* begin Stored records *
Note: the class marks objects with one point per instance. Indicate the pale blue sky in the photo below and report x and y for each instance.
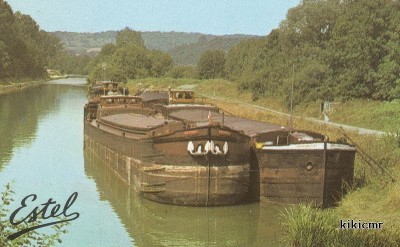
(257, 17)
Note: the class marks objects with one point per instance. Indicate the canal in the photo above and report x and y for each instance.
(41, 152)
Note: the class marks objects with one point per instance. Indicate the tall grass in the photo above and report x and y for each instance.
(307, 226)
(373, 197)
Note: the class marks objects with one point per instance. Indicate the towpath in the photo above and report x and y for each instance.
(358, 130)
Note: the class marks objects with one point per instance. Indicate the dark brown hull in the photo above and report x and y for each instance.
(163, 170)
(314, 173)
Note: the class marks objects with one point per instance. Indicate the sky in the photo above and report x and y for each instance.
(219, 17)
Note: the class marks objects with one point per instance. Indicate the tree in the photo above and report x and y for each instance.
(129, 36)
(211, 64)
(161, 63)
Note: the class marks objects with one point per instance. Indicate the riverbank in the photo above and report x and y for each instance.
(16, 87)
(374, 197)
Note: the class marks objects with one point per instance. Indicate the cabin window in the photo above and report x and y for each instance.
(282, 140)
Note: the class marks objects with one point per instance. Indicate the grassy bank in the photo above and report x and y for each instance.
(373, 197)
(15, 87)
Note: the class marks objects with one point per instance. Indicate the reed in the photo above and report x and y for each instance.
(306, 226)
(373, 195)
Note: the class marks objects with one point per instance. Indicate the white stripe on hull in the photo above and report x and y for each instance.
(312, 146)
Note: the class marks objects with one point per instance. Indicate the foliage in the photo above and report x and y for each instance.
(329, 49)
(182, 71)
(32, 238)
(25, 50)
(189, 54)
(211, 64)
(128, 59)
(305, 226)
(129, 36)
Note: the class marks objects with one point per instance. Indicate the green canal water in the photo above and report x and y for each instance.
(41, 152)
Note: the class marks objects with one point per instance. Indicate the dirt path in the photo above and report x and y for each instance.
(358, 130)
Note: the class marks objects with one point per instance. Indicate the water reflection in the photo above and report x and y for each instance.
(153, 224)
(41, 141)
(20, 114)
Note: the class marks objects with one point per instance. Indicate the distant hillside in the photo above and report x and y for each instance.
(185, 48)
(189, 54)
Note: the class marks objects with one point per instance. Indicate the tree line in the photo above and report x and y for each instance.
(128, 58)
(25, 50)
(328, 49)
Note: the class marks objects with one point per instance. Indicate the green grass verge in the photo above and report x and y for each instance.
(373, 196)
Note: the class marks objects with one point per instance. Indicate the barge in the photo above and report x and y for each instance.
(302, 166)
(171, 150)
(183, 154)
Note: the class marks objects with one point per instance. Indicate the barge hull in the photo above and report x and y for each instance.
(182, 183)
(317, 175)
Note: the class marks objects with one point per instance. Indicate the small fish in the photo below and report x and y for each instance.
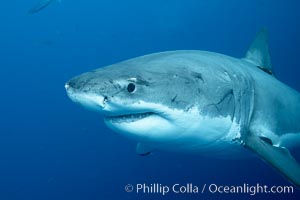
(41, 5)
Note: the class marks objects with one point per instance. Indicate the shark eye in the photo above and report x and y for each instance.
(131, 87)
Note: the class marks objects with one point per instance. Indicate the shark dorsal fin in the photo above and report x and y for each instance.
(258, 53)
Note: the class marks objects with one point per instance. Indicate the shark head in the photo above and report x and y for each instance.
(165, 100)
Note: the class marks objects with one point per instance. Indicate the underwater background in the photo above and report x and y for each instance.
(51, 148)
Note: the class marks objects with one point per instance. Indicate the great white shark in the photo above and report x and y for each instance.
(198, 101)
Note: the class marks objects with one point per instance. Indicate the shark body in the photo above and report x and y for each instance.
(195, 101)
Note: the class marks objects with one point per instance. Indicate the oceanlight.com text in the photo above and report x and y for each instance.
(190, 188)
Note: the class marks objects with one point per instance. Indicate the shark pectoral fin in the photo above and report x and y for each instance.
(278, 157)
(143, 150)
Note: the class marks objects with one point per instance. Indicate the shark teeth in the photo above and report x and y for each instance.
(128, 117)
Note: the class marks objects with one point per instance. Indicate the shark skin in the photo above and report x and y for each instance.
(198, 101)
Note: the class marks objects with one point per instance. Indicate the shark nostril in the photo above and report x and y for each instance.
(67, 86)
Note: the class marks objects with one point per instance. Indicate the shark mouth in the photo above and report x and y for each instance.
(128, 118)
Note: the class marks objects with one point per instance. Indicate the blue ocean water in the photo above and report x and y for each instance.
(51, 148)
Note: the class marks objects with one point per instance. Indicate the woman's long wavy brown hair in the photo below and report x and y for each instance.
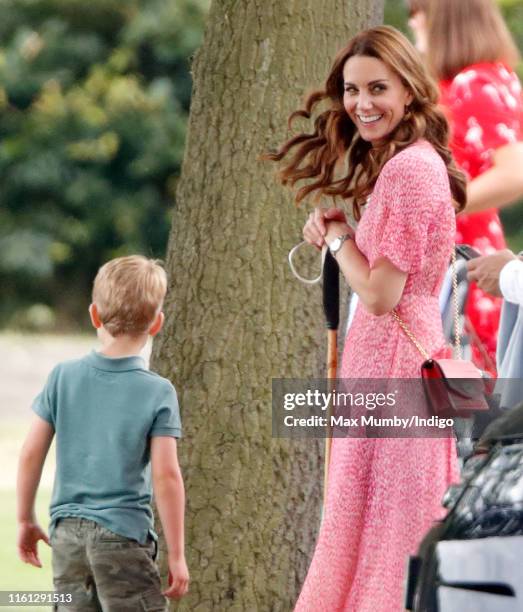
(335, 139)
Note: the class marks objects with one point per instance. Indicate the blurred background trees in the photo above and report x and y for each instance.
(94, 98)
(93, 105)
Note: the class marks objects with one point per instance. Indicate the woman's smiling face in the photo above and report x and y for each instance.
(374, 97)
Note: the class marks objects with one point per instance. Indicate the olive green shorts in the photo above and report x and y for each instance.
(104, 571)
* end Stored records *
Work required:
Write out all the records again, exactly, minus any pictures.

Solution to the exercise:
Note: the class marks objects with one point per instance. Indicate the pale blue sky in the photo below and report x and y for each instance.
(257, 17)
Note: the class marks objects with one point per instance. Indicate the canal in the photo above and report x and y for each instance.
(41, 152)
Note: the class marks objects with one point per instance. Indicate the tall grass in the photo above and report x and y for each instance.
(307, 226)
(373, 197)
Note: the class marks objects with one point per instance. Indicate the towpath in the photo above and report x and y for each instance.
(358, 130)
Note: the class marks objects with one point per instance. Indicate the dark brown hull in the photo above and report x and y for each instance.
(163, 170)
(314, 173)
Note: the class marks objects with one point per instance. Indicate the sky in the photo above and report x and y for each instance.
(219, 17)
Note: the class marks objects with one point per instance. Indicate the tree in the photo above and report x and y for each instance.
(129, 36)
(211, 64)
(161, 63)
Note: the class marks objects with one point per instance. Indicate the riverbank in the photo above and report x and y for each instance.
(16, 87)
(374, 197)
Note: the class marks objects with one point per instance. Indicate the cabin window in the photo above and report x and y for each instance.
(282, 140)
Note: the class marks objects with one point per instance. Indicate the grassy bank in the photo above and report x and y for each instance.
(373, 197)
(15, 87)
Note: the class marks objects with one point per instance. Indicate the reed in the photo above and report x and y for each instance.
(306, 226)
(373, 195)
Note: the class marks objects with one point per instance. Indicate the white stripe on hull in the photo above and report x and y for each instance.
(312, 146)
Note: the class marks objects with one point per instance. Indicate the foliage in the photo above and report x and y for each instance.
(329, 49)
(182, 71)
(32, 238)
(25, 50)
(189, 54)
(211, 64)
(128, 59)
(305, 226)
(129, 36)
Note: the class marks objects with one point per instance. Indicate the green canal water in the photo above and report x and y for each instance.
(41, 152)
Note: the class marks objects with one point per instance. Indicate the dirt path in the photo above and report x and y for each instance.
(358, 130)
Note: the class marks objects with one point per instance. Indicate the water reflection in the photo above and report x and y for each instance.
(153, 224)
(41, 141)
(20, 114)
Note: the class marks objects with one point per instance. Indicate the distant hillside in the photo above and report x and y for each instance.
(185, 48)
(189, 54)
Note: the class marks objects with one point per instance. Indicate the tree line in the photo above and report x and y for each instance.
(128, 58)
(25, 50)
(328, 49)
Note: the class marks objects with one point per instance. Indicate the green grass verge in the photo above and report x and y for each instance.
(373, 196)
Note: the class marks objects with one point per instance. Indicate the barge in the photo above and report x and y for each instance.
(302, 166)
(171, 150)
(183, 154)
Note: the class marks objects with one point per instance. Indicate the barge hull in the photo above and report x and y for each instance.
(182, 183)
(317, 175)
Note: the class marks objects with one point per instance. Indicate the small fish in the photo below and report x and y for each instance.
(41, 5)
Note: the class marks objects with one point per instance. Indicate the shark eye in the photo above and report x and y for each instance.
(131, 87)
Note: the class marks objects with one point per instance. Indicate the shark dorsal fin in the photo above and report x and y for each instance.
(258, 53)
Note: the class marks objects with one point per instance. Indicate the shark head in the photo above and report x and y for each instance.
(165, 100)
Note: the class marks objects with one point per instance. Indicate the underwater background in the photo above and report x and y for each instance.
(51, 148)
Note: the class marks objects with one point per instance. Indicate the great white shark in the photo above and report x and y for each instance.
(198, 101)
Note: the class marks objects with one point per instance. Indicate the shark body in the photo above and report x and y for each instance.
(195, 101)
Note: the class marks objects with one point per instance. Indicate the oceanlight.com text in the photo above and report x and y for each instance.
(190, 188)
Note: the class marks objects with one point per instance. Indicate the shark pectoral fin in the photo above and report x and y for each instance.
(278, 157)
(143, 150)
Note: the class marks objects with one point per instance. Indicate the shark teeth in the photo above and report x and y for each instance.
(128, 117)
Note: the class marks objects with one point per instance. Indicate the shark skin in the photo above and report x and y for each instance.
(198, 101)
Note: the class marks objects with one point per instance. Indicate the shark nostril in the photo above and report x and y for each instance.
(67, 86)
Note: the class marks objects with one point per instance. Indicate the shark mouth in the photo above and report x and y for each instance.
(128, 118)
Note: the class marks objects with one point per instance. Indicate the blue ocean water in the photo above and report x and y for each instance.
(51, 148)
Note: the class marks objects with one point per instance. Indicate the woman's long wavy brown hair in the photo below and report x and y for each instance.
(335, 139)
Note: the class marks objects with one point per instance. Indicate the blurred background trees in the photo above and report x and y for each instance.
(94, 98)
(93, 105)
Note: the class marks objects with one point per instance. Indicate the woman's smiling face in the photo above and report x and y for each instance.
(374, 97)
Note: the class marks objects with one point per instance. Indicate the olive green shorts in the photo above and report x and y for each instance.
(104, 571)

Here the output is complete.